(Collected data)
• • •
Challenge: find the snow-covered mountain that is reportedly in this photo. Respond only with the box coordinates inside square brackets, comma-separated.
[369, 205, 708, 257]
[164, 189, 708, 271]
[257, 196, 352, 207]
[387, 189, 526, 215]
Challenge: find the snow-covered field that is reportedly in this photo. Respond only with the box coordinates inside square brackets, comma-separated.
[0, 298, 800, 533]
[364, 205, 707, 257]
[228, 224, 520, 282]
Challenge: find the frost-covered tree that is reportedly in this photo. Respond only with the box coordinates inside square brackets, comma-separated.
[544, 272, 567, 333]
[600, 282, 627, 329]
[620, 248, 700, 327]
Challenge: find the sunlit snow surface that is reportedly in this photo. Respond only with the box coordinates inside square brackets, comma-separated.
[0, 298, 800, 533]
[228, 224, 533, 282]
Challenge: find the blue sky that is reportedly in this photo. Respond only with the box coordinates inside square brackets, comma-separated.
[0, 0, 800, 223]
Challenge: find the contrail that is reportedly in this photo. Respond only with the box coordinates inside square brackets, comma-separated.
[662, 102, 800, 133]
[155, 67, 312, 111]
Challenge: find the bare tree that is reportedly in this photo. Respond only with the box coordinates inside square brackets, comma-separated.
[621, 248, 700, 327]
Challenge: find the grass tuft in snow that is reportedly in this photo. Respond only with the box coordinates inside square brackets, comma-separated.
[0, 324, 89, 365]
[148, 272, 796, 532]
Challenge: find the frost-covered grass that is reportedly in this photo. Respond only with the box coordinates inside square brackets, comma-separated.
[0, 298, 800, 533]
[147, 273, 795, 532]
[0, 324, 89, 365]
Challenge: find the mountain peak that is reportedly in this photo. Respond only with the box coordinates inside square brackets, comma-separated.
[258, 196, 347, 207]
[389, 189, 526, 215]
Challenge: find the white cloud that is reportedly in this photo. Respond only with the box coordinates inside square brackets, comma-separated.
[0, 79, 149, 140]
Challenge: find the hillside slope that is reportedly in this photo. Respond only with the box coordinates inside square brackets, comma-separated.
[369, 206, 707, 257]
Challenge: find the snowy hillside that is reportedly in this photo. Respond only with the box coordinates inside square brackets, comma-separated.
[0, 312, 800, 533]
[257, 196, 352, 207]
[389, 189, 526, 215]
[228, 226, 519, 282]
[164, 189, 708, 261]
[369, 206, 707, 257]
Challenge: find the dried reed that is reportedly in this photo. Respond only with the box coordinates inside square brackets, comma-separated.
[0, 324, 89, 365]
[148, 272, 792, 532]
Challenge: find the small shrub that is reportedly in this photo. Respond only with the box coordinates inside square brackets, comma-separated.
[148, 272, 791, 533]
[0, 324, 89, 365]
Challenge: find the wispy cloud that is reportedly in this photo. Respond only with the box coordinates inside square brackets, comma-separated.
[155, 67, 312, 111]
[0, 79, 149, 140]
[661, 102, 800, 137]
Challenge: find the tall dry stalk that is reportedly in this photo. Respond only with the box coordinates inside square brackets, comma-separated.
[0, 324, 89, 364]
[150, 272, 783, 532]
• • •
* [EXERCISE REQUIREMENTS]: Write out the part of the listing that opens with the line containing "Challenge: find the white" and closes with the line containing "[148, 272, 792, 532]", copying every line in that span word for word. Include both of those lines and nothing before or after them.

* [WRITTEN ANSWER]:
Challenge: find the white cloud that is reportedly in this photo. Respond only with the box coordinates inside square brackets, comma-separated.
[0, 79, 149, 140]
Challenge: find the hillside slope that is reportedly in this photo. Respond only with the box coordinates inside square brackets, comma-separated.
[369, 206, 707, 257]
Challenge: find the snowy hillside that is reportedly in this photo. Respond only with the box coordinates inside square brackets, comma-separated.
[0, 312, 800, 533]
[257, 196, 352, 207]
[389, 189, 526, 215]
[228, 226, 519, 282]
[164, 189, 708, 261]
[369, 206, 707, 257]
Challenge: find the dried reed that is reportedly in this photo. Respond only with the box coordinates inside square brackets, comma-separated.
[0, 324, 89, 365]
[148, 272, 792, 532]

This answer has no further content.